### THE PROBLEM
In the copy, include no pictures, but reproduce every record exactly.

^^^^^^^^

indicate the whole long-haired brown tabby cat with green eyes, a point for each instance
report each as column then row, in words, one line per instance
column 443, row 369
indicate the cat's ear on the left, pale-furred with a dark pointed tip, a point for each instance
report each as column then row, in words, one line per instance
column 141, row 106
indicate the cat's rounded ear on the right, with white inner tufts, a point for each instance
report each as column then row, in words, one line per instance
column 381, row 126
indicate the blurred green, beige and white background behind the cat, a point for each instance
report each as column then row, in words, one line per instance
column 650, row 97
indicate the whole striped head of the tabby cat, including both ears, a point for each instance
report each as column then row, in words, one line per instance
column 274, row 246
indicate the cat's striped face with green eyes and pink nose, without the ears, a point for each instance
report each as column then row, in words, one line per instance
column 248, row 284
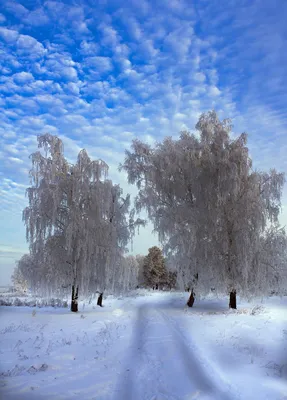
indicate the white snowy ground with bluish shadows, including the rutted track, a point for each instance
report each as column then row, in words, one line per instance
column 149, row 347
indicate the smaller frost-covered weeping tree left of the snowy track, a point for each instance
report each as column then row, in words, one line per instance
column 79, row 214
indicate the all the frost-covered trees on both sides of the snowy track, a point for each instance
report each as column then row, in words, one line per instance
column 216, row 218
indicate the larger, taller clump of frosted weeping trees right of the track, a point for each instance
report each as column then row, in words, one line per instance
column 216, row 217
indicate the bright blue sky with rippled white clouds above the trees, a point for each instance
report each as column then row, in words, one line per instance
column 101, row 73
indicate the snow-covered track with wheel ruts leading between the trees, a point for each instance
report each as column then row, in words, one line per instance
column 163, row 365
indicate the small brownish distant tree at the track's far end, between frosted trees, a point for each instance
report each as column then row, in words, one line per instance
column 155, row 272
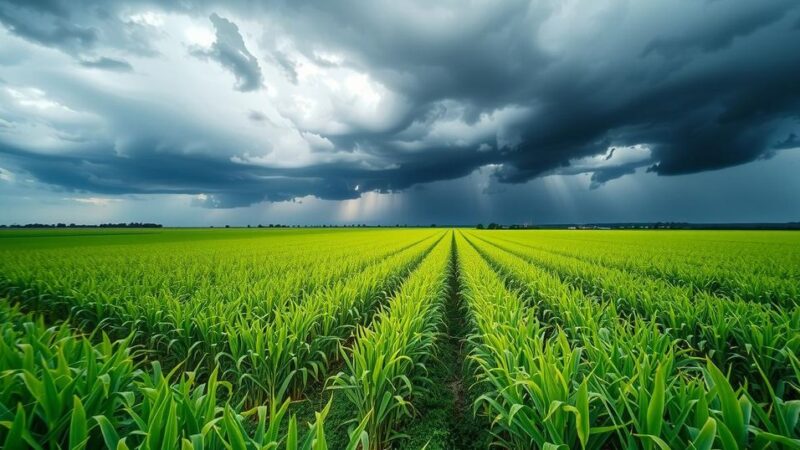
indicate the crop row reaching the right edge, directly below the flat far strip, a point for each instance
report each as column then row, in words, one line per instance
column 751, row 337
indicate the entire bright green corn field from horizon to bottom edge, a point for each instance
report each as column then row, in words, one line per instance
column 399, row 338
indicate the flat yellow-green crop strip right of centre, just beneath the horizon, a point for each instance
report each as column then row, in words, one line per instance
column 763, row 272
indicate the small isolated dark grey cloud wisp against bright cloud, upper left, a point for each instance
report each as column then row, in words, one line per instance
column 230, row 51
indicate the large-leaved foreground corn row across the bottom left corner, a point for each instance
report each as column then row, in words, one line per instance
column 62, row 390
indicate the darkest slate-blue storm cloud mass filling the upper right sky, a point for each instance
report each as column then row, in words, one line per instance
column 699, row 102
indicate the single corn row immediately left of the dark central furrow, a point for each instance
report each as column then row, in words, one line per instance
column 386, row 363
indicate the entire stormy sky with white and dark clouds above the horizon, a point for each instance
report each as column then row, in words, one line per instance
column 197, row 113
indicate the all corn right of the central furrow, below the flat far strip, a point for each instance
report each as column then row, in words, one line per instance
column 642, row 379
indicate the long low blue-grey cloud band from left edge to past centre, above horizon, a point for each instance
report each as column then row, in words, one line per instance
column 225, row 184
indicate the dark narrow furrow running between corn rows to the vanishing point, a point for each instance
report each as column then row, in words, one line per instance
column 445, row 419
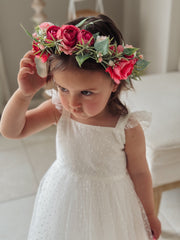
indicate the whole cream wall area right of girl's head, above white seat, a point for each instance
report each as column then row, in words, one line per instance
column 154, row 26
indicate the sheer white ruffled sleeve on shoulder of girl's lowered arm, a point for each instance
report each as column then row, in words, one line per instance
column 142, row 117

^^^^^^^^

### ANSWER
indicate the whole long-haired brown tabby cat with green eyes, a point for each instance
report each as column then row, in words, one line per instance
column 443, row 369
indicate the cat's ear on the left, pale-furred with a dark pointed tip, a point for each instance
report each as column then row, in words, one line per instance
column 141, row 106
indicate the cat's rounded ear on the right, with white inner tufts, a point for each instance
report each as column then row, in words, one line per instance
column 381, row 126
indicate the blurred green, beige and white background behind the cat, a point for each instance
report each as column then row, in words, one line per instance
column 650, row 97
indicate the whole striped head of the tabby cat, including both ears, a point for each instance
report each as column then row, in words, one line per instance
column 274, row 246
indicate the cat's striped face with green eyes and pink nose, without the ears, a point for each instance
report each as column then row, in words, one line per instance
column 248, row 284
indicate the white snowy ground with bluish shadows, including the rutted track, a point for each instance
report each as column then row, in words, one line per instance
column 149, row 347
indicate the smaller frost-covered weeping tree left of the snowy track, a point for each instance
report each as column then row, in words, one line per instance
column 79, row 214
indicate the all the frost-covered trees on both sides of the snowy track, a point for each instance
report each as column then row, in words, one line per instance
column 216, row 218
indicate the larger, taller clump of frosted weeping trees right of the track, a point for each instance
report each as column then row, in words, one line per instance
column 216, row 217
indicate the bright blue sky with rippled white clouds above the trees, a point for each instance
report each as column then row, in words, one line per instance
column 101, row 73
indicate the snow-covered track with wheel ruts leading between the trees, a point for each instance
report each as column then row, in words, one line per instance
column 163, row 365
indicate the small brownish distant tree at the track's far end, between frosted trees, a point for each instance
report each as column then row, in words, one line per instance
column 155, row 272
indicate the crop row reaching the right edge, directly below the flat far strip, a point for each instance
report each as column then row, in words, one line per instance
column 751, row 337
indicate the entire bright green corn field from horizon to bottom edge, a point for each instance
report each as column then row, in words, one line per instance
column 399, row 338
indicate the flat yellow-green crop strip right of centre, just beneath the horizon, a point for each instance
report each as column then row, in words, one line per instance
column 763, row 272
indicate the small isolated dark grey cloud wisp against bright cloud, upper left, a point for each instance
report each as column then row, in words, one line per instance
column 230, row 51
indicate the large-leaved foreground corn row across the bottom left corner, a point for each instance
report each as column then row, in words, one line per instance
column 62, row 390
indicate the darkest slate-blue storm cloud mass filling the upper right sky, a point for each instance
report each as column then row, in words, one line per instance
column 699, row 102
indicate the single corn row immediately left of the dark central furrow, a point for each instance
report each as column then row, in words, one line per instance
column 386, row 363
indicate the entire stormy sky with white and dark clouds above the horizon, a point for each instance
report each as column then row, in words, one line per instance
column 197, row 113
indicate the all corn right of the central furrow, below the flat far strip, a point for each instance
report each as column then row, in words, one line per instance
column 642, row 379
indicate the long low blue-grey cloud band from left edge to past centre, above horizon, a point for each instance
report each as column then row, in words, one line per instance
column 225, row 184
indicate the dark narrow furrow running between corn rows to the vanishing point, a point for each instance
report each as column then row, in words, one line per instance
column 445, row 419
indicate the whole cream wall area right of girl's head, above white seat, a point for each instance
report each as column then row, in words, one line per instance
column 154, row 26
indicate the sheer white ruffled sleeve on shoulder of girl's lowered arm, a point for each instance
report each as column then row, in words, one line per instance
column 142, row 117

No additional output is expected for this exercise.